■ The request:
Copy out every line in the entries below that contains the string "hair". The match is case-sensitive.

■ Task inputs:
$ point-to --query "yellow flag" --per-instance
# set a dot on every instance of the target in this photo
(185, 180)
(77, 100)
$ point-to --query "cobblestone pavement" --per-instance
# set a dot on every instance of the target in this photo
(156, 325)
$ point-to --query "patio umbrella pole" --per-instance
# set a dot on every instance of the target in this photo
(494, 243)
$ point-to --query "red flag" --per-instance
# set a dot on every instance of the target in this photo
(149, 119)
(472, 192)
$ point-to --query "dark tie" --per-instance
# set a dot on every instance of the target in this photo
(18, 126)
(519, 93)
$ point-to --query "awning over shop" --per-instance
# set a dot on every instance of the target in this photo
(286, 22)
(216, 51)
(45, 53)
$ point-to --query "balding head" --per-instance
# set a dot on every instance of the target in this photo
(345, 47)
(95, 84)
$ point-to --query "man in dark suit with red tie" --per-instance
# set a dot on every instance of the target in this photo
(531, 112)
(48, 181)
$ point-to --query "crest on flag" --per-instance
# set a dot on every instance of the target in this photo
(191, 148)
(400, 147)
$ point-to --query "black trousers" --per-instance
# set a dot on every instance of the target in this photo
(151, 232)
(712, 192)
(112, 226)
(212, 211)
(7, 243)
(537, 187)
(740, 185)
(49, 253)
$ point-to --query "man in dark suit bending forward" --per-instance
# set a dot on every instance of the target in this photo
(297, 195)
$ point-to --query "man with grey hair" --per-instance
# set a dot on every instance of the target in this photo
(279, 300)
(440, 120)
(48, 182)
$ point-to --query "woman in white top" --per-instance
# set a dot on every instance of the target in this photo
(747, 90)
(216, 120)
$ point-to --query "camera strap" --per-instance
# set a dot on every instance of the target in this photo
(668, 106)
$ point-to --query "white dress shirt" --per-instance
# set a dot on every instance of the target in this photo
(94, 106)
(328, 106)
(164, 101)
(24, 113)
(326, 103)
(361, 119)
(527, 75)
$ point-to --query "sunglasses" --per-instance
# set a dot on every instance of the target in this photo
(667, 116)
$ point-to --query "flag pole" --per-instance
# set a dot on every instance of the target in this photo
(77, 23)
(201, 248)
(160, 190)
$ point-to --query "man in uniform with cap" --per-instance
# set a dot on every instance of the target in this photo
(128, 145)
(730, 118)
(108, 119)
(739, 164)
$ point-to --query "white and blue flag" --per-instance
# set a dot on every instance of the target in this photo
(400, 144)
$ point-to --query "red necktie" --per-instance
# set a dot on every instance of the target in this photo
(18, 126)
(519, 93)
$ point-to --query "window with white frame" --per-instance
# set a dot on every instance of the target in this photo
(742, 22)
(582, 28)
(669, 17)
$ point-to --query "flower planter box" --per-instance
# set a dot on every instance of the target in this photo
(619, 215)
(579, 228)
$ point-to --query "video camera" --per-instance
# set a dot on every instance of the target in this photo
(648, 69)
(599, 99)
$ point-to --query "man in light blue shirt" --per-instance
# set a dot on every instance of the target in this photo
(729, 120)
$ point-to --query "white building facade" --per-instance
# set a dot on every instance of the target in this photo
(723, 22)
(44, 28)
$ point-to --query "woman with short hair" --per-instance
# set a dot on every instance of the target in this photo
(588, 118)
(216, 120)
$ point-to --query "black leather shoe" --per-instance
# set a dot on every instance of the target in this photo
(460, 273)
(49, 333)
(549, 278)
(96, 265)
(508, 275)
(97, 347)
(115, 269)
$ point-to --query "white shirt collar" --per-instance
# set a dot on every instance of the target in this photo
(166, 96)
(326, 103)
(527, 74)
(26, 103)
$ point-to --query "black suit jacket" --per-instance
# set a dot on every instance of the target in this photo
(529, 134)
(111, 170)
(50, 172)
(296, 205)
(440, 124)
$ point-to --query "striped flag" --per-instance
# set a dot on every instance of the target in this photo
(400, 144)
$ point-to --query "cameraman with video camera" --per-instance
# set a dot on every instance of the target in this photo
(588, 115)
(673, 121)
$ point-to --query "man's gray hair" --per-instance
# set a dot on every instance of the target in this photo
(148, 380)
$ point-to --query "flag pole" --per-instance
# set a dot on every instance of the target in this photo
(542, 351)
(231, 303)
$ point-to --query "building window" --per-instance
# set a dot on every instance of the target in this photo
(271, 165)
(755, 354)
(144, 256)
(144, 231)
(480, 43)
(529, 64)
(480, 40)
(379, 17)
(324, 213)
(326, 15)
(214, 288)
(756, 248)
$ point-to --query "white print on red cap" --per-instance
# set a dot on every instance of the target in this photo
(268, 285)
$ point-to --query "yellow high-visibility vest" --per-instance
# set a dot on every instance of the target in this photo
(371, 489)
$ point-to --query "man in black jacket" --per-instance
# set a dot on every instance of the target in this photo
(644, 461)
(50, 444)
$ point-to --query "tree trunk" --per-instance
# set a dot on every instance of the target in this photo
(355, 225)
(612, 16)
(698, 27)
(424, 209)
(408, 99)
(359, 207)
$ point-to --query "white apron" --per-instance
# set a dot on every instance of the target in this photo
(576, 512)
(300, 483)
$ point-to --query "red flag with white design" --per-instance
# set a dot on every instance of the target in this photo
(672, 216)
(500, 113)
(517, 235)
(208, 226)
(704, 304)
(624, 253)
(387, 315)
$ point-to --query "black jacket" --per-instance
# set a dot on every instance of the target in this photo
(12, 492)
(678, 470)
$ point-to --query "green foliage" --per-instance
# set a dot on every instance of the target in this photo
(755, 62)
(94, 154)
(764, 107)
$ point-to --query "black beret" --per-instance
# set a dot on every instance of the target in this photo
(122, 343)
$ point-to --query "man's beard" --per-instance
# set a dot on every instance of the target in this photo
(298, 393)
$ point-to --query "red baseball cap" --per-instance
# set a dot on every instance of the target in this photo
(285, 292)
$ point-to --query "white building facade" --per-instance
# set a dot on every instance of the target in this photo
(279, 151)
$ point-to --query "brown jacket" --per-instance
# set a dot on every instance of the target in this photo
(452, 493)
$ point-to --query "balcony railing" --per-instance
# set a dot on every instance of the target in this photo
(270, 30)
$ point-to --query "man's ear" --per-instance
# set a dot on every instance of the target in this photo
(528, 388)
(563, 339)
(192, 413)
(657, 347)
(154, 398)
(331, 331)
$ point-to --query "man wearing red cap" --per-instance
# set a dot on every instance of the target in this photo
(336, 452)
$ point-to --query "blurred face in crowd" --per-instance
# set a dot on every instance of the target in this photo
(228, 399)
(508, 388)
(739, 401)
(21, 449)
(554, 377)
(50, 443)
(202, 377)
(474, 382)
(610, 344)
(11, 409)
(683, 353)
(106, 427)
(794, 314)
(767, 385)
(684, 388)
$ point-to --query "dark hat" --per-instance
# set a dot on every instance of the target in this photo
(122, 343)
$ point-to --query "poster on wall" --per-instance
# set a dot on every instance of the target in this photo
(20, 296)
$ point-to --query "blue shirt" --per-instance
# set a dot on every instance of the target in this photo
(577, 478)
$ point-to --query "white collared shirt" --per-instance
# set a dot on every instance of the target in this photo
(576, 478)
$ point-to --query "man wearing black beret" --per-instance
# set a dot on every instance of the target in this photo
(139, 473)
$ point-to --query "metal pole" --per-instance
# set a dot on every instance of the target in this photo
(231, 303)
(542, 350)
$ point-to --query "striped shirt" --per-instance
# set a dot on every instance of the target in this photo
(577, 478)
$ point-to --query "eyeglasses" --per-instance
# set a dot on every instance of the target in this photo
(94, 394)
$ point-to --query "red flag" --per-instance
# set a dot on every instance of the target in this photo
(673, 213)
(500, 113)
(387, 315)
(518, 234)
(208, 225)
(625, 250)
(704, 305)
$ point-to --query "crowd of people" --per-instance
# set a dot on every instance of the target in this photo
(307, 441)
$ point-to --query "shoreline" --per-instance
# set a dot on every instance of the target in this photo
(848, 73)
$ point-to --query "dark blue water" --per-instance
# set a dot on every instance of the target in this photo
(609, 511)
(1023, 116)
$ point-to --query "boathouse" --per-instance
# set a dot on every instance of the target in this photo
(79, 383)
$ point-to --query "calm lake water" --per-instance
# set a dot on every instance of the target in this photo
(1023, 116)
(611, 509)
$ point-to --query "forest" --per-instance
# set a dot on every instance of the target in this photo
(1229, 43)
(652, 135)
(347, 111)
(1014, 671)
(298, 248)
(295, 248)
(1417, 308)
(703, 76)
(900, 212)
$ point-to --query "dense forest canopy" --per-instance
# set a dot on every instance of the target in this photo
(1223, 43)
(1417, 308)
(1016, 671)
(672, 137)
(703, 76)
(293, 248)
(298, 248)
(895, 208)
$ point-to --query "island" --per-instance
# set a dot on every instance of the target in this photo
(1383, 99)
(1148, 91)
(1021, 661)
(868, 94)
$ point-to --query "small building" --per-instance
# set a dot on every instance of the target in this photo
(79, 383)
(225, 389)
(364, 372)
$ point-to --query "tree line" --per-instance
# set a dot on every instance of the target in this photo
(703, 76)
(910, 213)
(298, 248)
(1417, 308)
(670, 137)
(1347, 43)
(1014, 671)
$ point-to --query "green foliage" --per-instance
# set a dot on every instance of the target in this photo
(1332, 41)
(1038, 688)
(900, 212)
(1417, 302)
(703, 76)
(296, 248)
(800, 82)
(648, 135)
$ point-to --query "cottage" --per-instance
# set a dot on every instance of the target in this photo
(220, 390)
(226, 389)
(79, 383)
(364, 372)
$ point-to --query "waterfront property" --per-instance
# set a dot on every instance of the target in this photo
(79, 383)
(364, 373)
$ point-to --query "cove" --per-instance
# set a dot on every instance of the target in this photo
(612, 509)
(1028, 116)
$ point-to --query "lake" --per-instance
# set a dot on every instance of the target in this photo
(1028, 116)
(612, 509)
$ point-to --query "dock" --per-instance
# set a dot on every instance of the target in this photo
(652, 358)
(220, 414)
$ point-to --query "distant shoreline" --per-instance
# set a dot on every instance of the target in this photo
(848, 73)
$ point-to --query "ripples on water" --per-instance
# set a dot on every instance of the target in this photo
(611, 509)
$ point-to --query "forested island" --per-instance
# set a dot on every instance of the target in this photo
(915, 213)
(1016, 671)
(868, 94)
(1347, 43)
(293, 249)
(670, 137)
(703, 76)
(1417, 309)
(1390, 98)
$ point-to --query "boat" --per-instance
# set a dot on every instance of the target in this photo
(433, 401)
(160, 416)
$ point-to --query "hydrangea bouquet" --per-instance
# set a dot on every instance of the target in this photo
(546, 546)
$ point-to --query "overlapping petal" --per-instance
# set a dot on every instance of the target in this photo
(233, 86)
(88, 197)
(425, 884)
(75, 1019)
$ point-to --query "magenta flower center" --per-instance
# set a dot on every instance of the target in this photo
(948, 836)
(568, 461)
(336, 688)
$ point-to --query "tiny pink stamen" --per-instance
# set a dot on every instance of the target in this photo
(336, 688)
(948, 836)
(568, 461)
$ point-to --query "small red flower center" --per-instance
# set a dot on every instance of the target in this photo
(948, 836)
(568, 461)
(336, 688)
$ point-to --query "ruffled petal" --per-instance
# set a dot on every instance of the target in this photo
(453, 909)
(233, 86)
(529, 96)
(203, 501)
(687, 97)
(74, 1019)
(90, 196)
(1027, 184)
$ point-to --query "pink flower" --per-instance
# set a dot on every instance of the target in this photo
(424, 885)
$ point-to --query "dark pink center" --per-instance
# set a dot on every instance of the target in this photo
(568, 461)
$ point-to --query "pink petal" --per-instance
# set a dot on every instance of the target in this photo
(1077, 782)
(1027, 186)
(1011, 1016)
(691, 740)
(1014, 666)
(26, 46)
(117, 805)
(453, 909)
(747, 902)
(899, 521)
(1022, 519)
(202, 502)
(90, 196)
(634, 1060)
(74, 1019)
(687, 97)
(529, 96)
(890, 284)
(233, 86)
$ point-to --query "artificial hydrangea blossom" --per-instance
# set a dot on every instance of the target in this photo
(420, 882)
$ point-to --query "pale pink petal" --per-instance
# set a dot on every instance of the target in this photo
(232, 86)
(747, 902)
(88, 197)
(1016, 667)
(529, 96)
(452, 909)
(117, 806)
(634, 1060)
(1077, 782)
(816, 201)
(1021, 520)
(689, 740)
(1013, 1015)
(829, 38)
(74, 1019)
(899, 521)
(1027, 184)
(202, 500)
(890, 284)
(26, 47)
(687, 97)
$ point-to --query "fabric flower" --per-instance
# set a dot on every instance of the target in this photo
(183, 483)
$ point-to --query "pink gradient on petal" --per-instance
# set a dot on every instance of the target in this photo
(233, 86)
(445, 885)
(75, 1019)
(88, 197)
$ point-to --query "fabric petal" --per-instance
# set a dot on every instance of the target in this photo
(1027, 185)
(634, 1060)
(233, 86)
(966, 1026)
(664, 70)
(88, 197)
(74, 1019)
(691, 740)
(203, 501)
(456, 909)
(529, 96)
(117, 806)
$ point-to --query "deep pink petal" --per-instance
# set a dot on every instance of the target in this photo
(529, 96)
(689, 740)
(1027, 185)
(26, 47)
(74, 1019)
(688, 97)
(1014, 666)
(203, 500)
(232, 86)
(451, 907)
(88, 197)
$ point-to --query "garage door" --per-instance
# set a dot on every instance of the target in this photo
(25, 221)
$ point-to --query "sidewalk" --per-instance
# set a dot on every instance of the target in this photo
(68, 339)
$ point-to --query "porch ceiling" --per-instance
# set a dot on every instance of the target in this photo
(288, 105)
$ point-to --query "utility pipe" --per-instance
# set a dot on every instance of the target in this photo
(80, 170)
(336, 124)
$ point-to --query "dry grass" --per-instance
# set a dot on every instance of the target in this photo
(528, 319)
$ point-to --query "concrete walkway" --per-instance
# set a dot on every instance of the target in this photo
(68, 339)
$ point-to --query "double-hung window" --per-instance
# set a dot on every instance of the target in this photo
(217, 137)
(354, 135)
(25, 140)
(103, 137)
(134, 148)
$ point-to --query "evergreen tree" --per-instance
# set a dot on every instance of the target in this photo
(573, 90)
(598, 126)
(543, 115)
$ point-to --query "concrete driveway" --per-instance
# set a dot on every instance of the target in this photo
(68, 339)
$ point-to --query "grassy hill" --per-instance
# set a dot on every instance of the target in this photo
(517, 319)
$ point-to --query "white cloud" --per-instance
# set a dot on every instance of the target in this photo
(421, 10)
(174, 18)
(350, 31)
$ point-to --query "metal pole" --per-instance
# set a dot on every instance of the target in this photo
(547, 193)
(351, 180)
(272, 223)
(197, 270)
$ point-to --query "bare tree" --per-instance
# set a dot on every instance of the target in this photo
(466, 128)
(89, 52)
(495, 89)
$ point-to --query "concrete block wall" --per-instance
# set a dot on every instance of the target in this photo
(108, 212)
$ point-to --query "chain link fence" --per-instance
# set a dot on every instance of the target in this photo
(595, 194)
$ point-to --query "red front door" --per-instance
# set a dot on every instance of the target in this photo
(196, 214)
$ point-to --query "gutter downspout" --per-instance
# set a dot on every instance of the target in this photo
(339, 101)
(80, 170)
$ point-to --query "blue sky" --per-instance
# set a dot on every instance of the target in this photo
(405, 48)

■ Worked answer:
$ point-to --query "man with grey hair" --per-instance
$ point-to --query "woman with short hair" --per-instance
$ point-to --query "man's gray hair" --per-instance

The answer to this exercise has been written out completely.